▸ Short problem: Render as a JSON list of strings everything from the line containing "segment tan shearling jacket, every instance" down to the end of the lines, one string per line, with blank lines left out.

▸ Material supplied:
=====
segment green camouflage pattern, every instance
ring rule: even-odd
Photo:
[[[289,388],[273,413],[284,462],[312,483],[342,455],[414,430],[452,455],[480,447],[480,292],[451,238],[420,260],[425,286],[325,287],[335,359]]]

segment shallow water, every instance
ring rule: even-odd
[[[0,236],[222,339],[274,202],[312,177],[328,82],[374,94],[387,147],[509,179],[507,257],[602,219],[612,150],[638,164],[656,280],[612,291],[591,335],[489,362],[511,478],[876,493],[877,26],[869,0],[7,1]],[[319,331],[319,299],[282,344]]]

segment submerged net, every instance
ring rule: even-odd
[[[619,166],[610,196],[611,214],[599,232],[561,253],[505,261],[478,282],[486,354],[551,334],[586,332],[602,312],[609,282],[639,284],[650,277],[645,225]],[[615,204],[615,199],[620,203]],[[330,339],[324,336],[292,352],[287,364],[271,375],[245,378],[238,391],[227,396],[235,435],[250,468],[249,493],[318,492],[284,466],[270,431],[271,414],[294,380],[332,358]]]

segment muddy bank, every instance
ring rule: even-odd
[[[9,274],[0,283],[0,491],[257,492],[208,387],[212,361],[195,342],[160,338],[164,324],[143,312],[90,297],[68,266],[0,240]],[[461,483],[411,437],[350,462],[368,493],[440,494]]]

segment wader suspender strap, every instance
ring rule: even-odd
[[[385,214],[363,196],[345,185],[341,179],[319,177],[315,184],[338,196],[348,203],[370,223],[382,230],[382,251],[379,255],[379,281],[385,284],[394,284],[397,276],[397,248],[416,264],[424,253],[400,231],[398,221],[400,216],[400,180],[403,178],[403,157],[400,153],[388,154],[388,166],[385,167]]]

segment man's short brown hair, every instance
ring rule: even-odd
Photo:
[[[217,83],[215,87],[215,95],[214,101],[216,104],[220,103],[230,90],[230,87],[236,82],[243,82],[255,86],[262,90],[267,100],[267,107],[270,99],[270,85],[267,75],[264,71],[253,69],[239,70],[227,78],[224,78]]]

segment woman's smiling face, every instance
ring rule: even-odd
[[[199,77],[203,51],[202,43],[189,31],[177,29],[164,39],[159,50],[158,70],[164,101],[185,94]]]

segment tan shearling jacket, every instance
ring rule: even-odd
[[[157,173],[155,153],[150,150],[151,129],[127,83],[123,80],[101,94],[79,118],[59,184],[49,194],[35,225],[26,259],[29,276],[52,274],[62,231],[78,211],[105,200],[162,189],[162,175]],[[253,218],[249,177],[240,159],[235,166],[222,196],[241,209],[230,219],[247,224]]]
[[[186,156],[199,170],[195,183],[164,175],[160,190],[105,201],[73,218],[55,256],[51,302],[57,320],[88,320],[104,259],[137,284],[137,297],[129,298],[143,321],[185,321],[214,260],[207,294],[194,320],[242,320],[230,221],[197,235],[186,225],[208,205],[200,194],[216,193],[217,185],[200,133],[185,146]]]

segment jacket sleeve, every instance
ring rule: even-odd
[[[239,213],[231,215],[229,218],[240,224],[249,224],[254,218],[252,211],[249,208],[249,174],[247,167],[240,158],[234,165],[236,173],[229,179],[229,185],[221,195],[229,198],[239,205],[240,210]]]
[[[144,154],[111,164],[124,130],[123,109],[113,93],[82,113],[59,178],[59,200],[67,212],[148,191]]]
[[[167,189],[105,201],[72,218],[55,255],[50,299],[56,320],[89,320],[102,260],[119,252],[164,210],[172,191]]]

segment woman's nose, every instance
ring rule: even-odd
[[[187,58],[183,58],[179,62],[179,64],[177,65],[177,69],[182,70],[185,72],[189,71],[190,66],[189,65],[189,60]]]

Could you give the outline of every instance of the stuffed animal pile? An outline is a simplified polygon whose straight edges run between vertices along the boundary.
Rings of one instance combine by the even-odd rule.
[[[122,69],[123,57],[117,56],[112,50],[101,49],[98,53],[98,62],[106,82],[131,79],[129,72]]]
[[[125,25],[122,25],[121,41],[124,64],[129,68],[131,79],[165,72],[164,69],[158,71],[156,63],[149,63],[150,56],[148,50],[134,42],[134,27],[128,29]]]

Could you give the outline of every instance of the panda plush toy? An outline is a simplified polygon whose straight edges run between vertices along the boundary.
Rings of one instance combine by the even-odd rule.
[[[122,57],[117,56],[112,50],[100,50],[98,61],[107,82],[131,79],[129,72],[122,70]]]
=====
▸ The result:
[
  "segment tan shearling jacket, every instance",
  "ring rule: even-odd",
  "[[[157,173],[155,153],[150,150],[151,129],[127,83],[123,80],[101,94],[79,118],[59,184],[49,194],[35,225],[26,259],[29,276],[52,274],[62,231],[78,211],[105,200],[162,189],[162,175]],[[253,218],[249,177],[240,159],[235,166],[222,196],[241,209],[230,219],[247,224]]]",
  "[[[186,156],[199,170],[195,183],[164,175],[160,190],[105,201],[73,218],[55,256],[51,302],[57,320],[88,320],[104,259],[137,284],[137,297],[129,298],[143,321],[185,321],[214,260],[207,294],[194,320],[242,320],[230,221],[197,235],[186,225],[208,205],[200,194],[216,193],[217,185],[200,133],[185,146]]]",
  "segment jacket sleeve, every instance",
  "ring rule: even-odd",
  "[[[239,213],[231,215],[229,218],[240,224],[249,224],[254,218],[252,211],[249,208],[249,174],[247,167],[240,158],[234,165],[236,173],[229,179],[229,185],[221,195],[229,198],[239,205],[240,210]]]",
  "[[[144,154],[111,164],[124,130],[123,109],[113,93],[82,113],[59,178],[59,200],[67,212],[148,191]]]",
  "[[[167,189],[105,201],[72,218],[55,255],[50,299],[56,320],[89,320],[102,260],[119,252],[164,210],[172,191]]]",
  "segment woman's nose, every instance",
  "ring rule: even-odd",
  "[[[187,58],[183,58],[179,62],[179,64],[177,65],[177,69],[182,70],[185,72],[189,71],[190,66],[189,65],[189,60]]]",
  "Could you give the outline of every instance of the stuffed animal pile? An outline is a simplified polygon whose straight edges run between vertices along the boundary.",
  "Rings of one instance combine by the even-odd rule.",
  "[[[122,69],[123,57],[117,56],[112,50],[101,49],[98,53],[98,62],[106,82],[131,79],[129,72]]]",
  "[[[125,25],[122,25],[121,41],[124,64],[129,68],[131,79],[165,72],[164,69],[158,71],[156,63],[149,63],[150,56],[148,50],[134,42],[134,27],[128,29]]]",
  "Could you give the outline of every instance of the panda plush toy? An outline is a simplified polygon whose straight edges run between vertices along the boundary.",
  "Rings of one instance combine by the even-odd rule.",
  "[[[122,57],[117,56],[112,50],[100,50],[98,61],[107,82],[131,79],[129,72],[122,70]]]"
]